PROBLEMS AND TASKS:
(a) Answer these questions from the Martin Wallace biography:
(i) Who is named as his successor?
(ii) In what year was he ordained?
(iii) Which institution is given as his alma mater?
(b) Transcribe the Martin Wallace biography between "- Children: 1" and "2003 to 2013.", inclusive.
--- DOCUMENT EXTRACT ---
- Church: Church of England
- Diocese: Diocese of York
- In office: 2003–2013
- Predecessor: Humphrey Taylor
- Successor: John Thomson
- Other post: Archdeacon of Colchester (1997–2003)

Orders
- Ordination: 1972
- Consecration: 4 December 2003

Personal details
- Born: 16 November 1948 (age 77) West Ham, Essex, England
- Denomination: Anglican
- Residence: Bishop's House, Malton
- Spouse: Diana (wife)
- Children: 1 son & 1 daughter
- Alma mater: King's College London

= Martin Wallace (bishop) =

British Anglican bishop

Martin William Wallace (born 16 November 1948) is a retired Church of England bishop. He was the Bishop of Selby from 2003 to 2013.
--- GIVEN RECORDS ---
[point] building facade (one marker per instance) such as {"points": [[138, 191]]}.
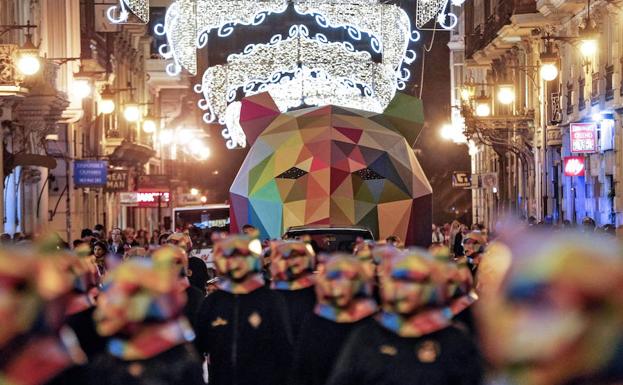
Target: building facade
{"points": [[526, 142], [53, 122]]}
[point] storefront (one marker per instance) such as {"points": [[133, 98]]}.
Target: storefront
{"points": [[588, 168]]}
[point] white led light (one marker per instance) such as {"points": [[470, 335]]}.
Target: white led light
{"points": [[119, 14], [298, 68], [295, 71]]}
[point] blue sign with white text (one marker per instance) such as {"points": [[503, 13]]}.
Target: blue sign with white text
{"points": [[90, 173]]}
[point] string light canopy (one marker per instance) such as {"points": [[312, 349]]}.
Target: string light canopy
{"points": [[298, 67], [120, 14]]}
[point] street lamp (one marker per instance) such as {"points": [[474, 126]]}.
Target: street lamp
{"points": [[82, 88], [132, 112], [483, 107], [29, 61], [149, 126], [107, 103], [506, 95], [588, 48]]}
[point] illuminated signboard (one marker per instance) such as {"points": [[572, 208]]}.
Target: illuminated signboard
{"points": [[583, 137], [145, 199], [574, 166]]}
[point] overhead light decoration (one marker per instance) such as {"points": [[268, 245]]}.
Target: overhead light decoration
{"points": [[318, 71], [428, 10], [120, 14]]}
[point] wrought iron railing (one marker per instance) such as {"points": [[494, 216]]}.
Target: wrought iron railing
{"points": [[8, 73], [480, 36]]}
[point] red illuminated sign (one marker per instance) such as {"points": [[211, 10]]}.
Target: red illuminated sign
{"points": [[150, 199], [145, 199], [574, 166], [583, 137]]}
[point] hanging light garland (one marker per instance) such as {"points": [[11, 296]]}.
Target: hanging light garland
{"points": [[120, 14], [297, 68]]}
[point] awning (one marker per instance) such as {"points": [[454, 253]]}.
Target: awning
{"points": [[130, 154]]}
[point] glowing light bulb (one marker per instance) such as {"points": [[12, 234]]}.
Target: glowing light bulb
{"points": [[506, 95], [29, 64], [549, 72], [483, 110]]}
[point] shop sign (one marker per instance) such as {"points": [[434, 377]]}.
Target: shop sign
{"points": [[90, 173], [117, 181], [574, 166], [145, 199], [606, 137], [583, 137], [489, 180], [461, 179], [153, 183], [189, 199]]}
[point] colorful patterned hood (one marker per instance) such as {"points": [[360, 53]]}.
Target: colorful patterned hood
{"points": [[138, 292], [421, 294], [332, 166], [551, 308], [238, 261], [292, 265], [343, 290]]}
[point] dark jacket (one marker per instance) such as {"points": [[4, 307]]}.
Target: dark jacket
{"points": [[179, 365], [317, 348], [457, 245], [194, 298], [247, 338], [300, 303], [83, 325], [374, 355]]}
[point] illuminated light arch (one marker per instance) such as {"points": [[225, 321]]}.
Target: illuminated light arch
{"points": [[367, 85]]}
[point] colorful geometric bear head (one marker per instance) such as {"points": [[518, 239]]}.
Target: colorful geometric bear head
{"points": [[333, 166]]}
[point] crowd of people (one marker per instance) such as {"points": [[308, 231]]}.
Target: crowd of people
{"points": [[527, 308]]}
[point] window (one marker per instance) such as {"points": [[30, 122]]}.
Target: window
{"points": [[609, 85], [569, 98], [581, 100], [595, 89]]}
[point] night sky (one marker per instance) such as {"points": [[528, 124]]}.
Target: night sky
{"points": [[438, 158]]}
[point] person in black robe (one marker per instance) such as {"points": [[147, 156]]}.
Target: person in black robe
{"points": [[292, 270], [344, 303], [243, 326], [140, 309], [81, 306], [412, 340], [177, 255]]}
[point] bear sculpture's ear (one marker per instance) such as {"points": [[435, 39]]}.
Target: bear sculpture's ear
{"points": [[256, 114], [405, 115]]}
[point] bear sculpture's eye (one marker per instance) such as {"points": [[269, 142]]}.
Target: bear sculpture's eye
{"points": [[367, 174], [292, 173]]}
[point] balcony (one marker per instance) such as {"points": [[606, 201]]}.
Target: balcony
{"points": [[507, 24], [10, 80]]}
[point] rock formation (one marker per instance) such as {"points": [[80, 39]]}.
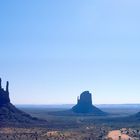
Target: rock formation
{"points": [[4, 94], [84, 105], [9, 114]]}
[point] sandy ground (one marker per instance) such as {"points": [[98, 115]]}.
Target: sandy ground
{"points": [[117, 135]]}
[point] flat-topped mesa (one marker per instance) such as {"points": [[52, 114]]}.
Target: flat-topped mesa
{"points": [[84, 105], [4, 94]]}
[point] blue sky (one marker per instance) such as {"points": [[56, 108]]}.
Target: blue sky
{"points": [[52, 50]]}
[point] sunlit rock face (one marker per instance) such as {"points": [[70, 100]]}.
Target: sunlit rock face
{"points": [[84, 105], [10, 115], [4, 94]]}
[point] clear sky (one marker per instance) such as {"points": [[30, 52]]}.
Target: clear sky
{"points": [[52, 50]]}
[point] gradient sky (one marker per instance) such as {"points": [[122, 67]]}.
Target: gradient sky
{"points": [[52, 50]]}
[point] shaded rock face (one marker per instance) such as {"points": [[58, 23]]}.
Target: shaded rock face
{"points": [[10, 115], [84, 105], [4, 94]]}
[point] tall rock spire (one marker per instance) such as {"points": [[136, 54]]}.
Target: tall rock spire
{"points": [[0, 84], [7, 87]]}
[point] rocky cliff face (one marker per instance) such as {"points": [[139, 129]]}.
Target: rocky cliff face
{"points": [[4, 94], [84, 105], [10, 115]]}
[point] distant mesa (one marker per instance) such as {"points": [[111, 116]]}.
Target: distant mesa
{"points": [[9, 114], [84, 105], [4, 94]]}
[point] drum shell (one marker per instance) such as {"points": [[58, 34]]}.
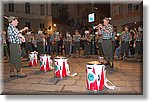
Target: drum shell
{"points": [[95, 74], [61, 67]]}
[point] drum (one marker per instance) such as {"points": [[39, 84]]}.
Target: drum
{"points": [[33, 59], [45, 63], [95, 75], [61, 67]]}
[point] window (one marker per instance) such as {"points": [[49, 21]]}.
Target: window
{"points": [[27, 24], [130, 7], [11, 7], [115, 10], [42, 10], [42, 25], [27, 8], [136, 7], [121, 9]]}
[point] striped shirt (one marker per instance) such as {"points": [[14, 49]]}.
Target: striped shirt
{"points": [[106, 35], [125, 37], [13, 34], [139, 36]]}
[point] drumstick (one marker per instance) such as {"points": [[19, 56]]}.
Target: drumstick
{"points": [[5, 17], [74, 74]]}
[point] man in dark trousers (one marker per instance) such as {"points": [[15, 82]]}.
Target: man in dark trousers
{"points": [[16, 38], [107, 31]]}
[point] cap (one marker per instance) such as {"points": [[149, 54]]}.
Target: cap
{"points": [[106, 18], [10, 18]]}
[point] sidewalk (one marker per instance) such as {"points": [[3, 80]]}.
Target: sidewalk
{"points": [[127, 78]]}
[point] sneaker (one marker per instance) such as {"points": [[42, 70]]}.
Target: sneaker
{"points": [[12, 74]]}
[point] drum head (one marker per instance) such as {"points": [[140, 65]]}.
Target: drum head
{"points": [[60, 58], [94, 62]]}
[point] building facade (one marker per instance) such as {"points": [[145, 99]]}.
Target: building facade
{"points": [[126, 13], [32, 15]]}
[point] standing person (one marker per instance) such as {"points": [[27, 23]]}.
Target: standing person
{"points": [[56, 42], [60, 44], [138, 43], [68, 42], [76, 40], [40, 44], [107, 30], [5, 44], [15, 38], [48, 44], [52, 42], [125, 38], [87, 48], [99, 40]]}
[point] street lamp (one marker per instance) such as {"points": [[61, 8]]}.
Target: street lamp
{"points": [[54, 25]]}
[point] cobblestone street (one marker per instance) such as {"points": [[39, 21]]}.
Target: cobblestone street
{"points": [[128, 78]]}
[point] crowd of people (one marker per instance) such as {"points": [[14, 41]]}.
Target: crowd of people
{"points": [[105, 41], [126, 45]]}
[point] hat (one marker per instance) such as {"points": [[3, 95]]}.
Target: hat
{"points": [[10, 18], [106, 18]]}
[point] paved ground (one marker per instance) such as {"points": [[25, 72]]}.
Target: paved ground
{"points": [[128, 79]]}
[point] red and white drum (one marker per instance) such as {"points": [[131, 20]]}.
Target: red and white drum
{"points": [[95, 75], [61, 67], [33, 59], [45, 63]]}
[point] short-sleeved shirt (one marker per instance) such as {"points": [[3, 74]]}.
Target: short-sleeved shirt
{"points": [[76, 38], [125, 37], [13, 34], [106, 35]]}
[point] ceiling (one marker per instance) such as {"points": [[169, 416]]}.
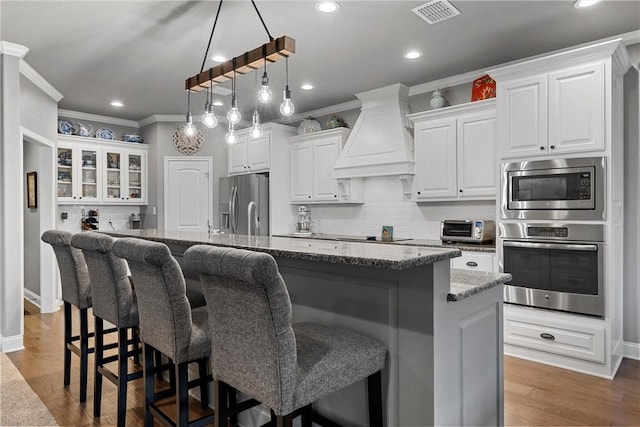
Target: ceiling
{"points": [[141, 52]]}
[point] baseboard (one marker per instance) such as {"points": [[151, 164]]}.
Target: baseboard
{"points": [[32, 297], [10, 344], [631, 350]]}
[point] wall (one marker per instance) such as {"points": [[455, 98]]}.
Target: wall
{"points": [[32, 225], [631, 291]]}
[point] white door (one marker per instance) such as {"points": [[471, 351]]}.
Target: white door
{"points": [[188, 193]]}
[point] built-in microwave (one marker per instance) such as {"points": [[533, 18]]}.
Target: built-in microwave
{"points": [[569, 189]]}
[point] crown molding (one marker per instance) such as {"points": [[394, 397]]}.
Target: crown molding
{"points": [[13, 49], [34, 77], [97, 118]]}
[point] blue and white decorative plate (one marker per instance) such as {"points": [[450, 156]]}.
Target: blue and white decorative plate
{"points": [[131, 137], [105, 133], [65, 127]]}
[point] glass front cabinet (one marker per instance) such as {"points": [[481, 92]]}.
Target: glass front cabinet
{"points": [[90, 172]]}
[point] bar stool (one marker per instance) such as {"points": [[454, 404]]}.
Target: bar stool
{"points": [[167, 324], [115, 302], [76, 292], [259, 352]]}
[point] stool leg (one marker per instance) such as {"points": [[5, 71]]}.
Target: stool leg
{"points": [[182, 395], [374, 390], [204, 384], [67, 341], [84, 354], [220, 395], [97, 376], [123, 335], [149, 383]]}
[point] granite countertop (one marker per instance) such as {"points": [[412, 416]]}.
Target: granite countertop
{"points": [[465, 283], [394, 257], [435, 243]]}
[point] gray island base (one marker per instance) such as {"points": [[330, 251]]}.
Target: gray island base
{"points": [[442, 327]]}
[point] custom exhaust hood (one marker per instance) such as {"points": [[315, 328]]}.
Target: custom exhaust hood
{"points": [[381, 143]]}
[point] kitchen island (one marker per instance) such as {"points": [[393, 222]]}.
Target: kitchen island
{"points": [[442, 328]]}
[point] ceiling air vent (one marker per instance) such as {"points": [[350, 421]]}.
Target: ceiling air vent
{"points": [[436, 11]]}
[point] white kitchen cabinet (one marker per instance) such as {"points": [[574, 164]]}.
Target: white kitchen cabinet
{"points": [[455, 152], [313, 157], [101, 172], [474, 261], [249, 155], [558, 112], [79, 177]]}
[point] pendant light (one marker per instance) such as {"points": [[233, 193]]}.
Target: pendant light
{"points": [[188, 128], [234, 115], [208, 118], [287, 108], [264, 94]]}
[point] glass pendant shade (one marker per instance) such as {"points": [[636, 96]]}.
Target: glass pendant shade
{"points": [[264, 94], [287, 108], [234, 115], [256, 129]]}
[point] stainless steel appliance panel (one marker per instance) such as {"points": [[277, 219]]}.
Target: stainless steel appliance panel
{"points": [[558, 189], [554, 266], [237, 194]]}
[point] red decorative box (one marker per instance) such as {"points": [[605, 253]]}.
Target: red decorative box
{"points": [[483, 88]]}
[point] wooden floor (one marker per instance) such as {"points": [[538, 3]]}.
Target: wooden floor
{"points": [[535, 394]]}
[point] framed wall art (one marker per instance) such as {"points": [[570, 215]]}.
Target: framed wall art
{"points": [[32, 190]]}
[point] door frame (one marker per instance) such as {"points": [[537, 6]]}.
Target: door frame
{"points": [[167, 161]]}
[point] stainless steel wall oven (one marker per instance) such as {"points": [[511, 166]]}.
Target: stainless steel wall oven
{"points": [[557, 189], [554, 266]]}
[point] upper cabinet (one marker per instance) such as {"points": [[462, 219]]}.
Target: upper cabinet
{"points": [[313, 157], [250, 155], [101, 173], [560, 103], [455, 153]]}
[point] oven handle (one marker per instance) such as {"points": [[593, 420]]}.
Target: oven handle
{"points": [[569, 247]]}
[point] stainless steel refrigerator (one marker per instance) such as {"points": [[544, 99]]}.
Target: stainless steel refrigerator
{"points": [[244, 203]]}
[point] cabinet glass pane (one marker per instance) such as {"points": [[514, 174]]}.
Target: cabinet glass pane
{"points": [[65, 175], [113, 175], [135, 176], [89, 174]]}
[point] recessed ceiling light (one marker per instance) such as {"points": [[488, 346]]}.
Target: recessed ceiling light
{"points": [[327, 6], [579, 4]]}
---
SOLUTION LIST:
(a)
(i) John Thomson
(ii) 1972
(iii) King's College London

(b)
- Children: 1 son & 1 daughter
- Alma mater: King's College London

= Martin Wallace (bishop) =

British Anglican bishop

Martin William Wallace (born 16 November 1948) is a retired Church of England bishop. He was the Bishop of Selby from 2003 to 2013.